▶ THE PROBLEM
Take the line containing "Task: drop a dot on every instance of the stucco" and all lines after it to the end of the records, and output them exactly.

▶ DATA SUPPLIED
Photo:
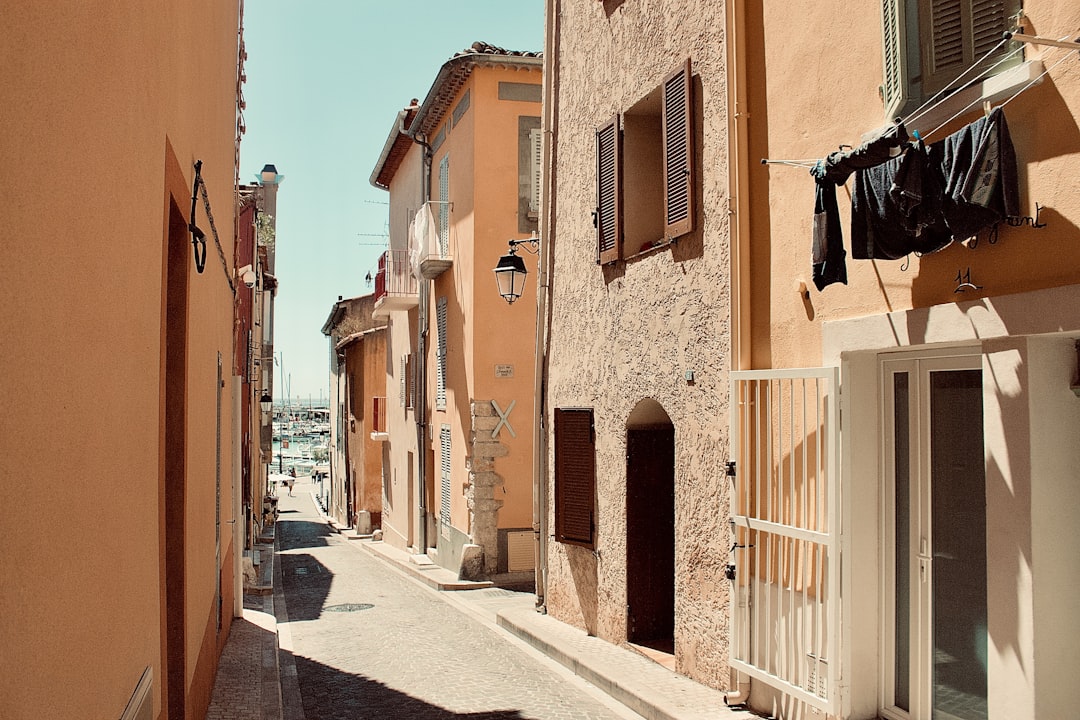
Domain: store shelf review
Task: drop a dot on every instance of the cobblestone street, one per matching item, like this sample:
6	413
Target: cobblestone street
367	641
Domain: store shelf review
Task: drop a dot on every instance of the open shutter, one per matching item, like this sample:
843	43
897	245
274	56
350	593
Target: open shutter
444	205
959	32
678	152
894	84
785	516
575	476
444	457
536	168
441	355
608	192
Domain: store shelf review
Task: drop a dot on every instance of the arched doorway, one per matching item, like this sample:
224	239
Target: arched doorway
650	527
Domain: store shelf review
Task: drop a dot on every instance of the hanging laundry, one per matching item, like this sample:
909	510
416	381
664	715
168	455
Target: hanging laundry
931	197
981	182
828	254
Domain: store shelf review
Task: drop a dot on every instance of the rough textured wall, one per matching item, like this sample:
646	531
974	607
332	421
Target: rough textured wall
629	331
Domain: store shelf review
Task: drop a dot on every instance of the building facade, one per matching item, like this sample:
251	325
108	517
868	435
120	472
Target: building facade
463	179
855	411
359	385
121	135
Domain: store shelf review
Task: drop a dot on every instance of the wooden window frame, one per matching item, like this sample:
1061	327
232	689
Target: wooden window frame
671	107
954	39
575	477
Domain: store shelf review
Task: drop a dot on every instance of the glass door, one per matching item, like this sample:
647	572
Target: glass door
934	578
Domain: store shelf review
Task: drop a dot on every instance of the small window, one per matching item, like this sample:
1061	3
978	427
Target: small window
441	354
444	206
645	172
575	477
536	171
928	44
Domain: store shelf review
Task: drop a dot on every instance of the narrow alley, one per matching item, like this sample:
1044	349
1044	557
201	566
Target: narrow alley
366	641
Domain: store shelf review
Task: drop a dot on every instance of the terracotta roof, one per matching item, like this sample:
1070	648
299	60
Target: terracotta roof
456	71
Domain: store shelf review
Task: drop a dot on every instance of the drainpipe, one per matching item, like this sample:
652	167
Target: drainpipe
238	498
550	132
739	233
421	367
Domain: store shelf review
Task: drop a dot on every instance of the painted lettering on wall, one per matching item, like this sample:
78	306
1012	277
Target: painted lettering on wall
1012	221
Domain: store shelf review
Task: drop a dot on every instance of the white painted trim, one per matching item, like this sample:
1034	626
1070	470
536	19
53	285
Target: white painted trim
1037	312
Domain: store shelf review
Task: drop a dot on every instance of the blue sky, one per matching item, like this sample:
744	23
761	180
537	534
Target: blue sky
325	80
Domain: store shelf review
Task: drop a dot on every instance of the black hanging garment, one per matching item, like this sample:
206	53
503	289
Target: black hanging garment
828	254
931	197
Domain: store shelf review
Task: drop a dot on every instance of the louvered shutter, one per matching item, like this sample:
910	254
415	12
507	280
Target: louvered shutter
894	86
444	452
678	152
441	355
444	206
575	476
608	192
959	32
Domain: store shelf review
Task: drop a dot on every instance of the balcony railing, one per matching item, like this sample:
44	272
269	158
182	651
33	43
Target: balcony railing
395	284
379	431
431	235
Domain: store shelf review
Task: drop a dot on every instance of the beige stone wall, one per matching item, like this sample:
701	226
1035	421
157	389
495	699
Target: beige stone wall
629	331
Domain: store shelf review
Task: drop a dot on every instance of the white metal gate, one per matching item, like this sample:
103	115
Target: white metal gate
785	518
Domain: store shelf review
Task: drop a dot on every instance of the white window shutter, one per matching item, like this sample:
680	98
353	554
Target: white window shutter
441	355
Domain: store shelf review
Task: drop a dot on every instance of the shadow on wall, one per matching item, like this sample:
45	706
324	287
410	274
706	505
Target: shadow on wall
583	569
1036	250
332	694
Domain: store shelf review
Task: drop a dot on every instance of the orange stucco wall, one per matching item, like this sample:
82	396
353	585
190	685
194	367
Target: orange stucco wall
96	103
802	105
483	330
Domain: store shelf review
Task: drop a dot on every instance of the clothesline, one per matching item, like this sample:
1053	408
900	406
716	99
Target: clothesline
942	95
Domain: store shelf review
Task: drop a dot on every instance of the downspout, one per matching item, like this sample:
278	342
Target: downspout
421	368
550	133
238	498
739	236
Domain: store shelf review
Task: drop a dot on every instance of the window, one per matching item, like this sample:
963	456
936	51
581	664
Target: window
536	171
444	205
575	476
444	453
930	43
441	355
645	174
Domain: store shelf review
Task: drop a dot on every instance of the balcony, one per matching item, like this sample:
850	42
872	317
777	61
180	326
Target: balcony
431	235
395	285
379	432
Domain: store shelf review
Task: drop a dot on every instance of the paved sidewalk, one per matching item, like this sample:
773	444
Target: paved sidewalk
251	684
642	684
247	685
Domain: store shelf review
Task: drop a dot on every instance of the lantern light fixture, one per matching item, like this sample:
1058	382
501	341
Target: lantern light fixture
510	273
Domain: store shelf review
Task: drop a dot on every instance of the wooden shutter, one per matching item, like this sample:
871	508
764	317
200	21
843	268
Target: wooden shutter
575	476
536	168
894	85
441	355
444	206
677	122
957	34
608	192
444	456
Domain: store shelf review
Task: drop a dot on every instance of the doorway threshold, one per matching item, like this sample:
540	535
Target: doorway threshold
660	652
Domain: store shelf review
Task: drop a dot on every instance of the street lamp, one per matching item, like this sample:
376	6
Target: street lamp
510	273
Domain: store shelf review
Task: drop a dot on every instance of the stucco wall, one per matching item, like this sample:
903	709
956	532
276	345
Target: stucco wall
102	126
632	330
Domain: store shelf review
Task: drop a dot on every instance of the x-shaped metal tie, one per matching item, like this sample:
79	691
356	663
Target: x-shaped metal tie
503	419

▶ REPLY TO THE TASK
Task: drop a dot on every instance of the stucco wall, one per matching item, like this sample:
903	709
956	532
276	345
Target: stucco wall
102	126
632	330
Domain: store shelf review
Task: drop a dot on every instance of the x-shaped metal tie, one per matching item, like this sample:
79	691
356	663
Target: x-shaped metal tie
503	419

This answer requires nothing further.